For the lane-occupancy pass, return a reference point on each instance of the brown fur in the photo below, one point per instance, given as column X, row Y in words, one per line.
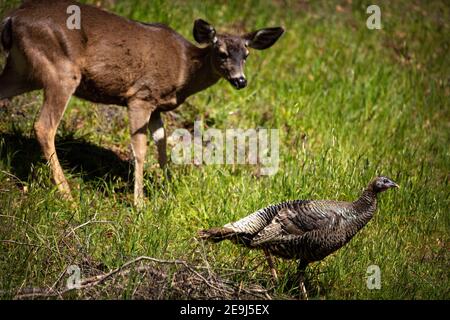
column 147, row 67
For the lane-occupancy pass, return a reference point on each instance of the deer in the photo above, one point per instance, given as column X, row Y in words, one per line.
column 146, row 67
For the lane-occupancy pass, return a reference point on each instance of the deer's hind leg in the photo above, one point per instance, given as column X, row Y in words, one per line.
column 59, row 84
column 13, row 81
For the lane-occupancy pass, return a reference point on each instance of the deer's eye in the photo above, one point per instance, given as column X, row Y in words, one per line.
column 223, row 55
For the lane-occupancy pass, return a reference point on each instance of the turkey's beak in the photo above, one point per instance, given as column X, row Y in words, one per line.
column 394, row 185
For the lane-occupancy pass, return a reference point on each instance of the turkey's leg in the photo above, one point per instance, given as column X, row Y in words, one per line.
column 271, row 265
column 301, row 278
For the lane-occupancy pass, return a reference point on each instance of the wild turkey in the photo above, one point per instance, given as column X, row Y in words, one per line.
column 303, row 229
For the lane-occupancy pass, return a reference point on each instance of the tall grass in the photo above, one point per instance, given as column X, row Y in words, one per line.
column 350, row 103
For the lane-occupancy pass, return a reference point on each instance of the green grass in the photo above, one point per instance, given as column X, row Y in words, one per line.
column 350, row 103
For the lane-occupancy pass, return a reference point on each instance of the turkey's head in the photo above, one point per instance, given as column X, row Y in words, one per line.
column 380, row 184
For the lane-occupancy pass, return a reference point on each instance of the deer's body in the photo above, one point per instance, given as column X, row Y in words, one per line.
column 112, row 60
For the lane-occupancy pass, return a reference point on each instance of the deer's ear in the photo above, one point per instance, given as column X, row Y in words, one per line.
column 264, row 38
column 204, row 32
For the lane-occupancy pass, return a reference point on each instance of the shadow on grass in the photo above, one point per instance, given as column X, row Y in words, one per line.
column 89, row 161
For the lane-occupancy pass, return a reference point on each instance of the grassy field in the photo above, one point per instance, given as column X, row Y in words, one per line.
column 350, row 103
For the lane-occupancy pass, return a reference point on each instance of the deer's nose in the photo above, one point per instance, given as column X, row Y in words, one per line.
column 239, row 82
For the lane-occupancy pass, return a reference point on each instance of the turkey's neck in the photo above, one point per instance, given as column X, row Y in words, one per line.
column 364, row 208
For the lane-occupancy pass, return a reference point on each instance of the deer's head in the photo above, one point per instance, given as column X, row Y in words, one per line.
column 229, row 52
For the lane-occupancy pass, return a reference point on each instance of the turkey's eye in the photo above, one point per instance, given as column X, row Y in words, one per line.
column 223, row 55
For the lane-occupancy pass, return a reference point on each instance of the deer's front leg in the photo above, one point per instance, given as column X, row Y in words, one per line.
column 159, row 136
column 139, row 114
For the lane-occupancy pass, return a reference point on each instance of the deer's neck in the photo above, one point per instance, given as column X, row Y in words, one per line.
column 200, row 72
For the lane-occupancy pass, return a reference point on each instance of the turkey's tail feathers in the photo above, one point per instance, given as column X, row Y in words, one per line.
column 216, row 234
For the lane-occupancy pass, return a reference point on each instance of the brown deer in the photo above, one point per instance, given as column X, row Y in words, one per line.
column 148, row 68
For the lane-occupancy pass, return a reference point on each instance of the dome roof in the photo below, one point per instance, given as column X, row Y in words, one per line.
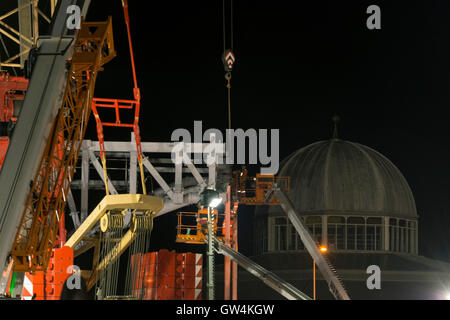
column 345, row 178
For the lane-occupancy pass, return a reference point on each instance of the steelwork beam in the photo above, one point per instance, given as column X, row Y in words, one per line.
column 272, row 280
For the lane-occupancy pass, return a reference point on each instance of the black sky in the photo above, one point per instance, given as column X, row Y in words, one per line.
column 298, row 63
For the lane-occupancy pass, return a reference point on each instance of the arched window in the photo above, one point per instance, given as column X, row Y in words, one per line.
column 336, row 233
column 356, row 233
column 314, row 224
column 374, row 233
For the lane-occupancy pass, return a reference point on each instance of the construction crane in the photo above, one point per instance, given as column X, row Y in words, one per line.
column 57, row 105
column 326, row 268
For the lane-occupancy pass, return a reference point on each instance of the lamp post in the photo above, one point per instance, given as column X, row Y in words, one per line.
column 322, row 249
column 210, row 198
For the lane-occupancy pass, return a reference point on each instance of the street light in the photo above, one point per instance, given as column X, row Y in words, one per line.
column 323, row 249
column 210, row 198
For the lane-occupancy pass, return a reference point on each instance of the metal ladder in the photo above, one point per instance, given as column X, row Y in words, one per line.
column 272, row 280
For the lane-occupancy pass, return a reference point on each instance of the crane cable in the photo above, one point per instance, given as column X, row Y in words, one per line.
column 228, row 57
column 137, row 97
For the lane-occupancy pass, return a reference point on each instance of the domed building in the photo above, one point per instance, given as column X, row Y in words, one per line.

──────────

**Aim of the task:**
The answer consists only of the lines from the one containing "of the crane" to the end of the records, each written out exactly.

**Written answer:**
For the lane-occupancy pass, return a reference point on each instance of the crane cable in the photo above, one point per instance, given as column X, row Y in words, one per line.
column 228, row 57
column 137, row 97
For the lane-occupancy pass, return a reference point on each instance of the domed building in the photo above, one point per instance, given as column X, row Y in words, one per line.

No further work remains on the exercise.